Description of the task: What's wanted here is the full listing below, repeated exactly, with no images in it.

Source records:
----------

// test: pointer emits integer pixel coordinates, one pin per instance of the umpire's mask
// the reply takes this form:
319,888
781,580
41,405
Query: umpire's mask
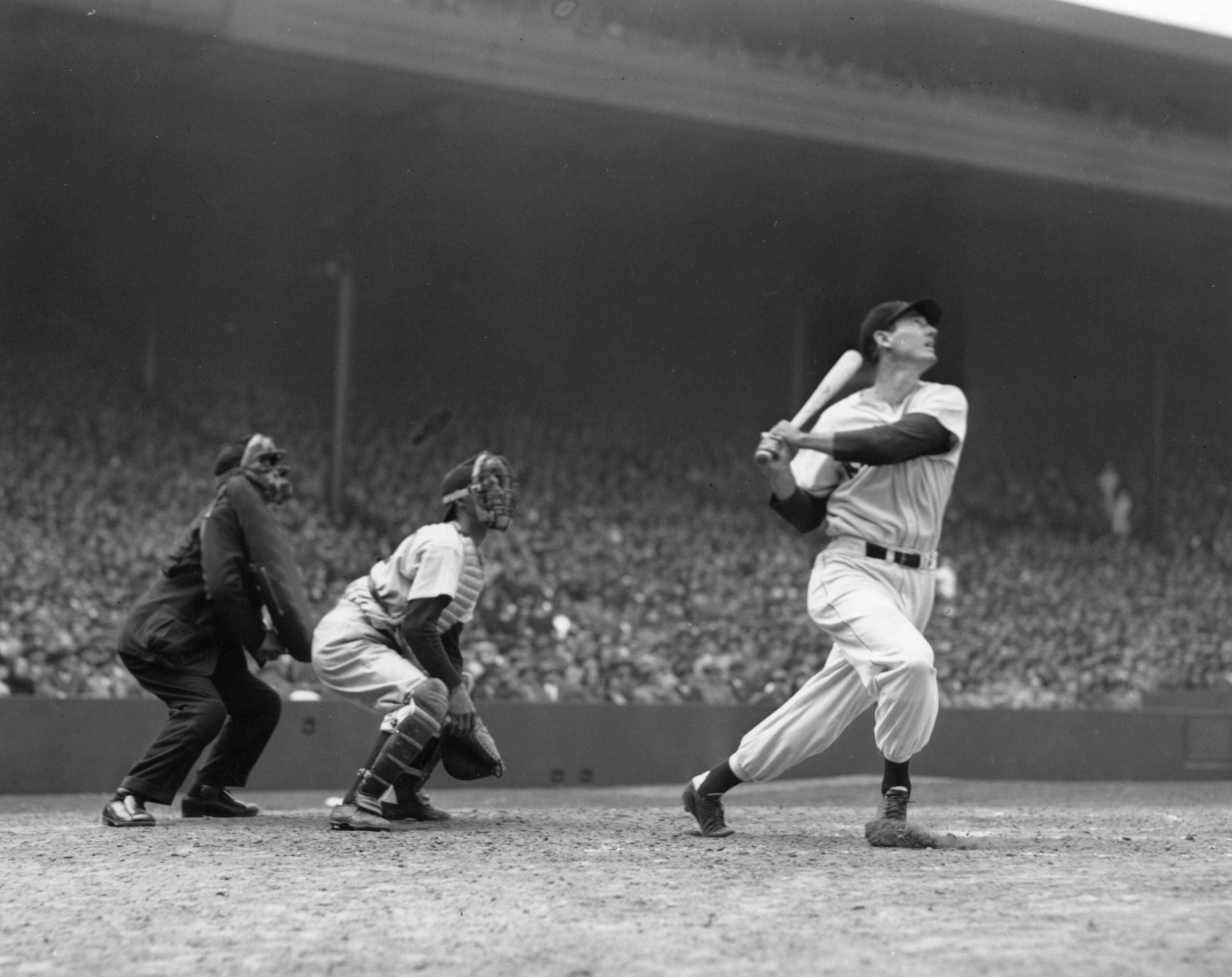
263,465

----------

Answer area:
// test: pointer emits integer pixel coordinates, one pin per instance of the umpire's mask
// the reply takes this form:
319,888
781,580
41,405
Query: umpire's mask
263,465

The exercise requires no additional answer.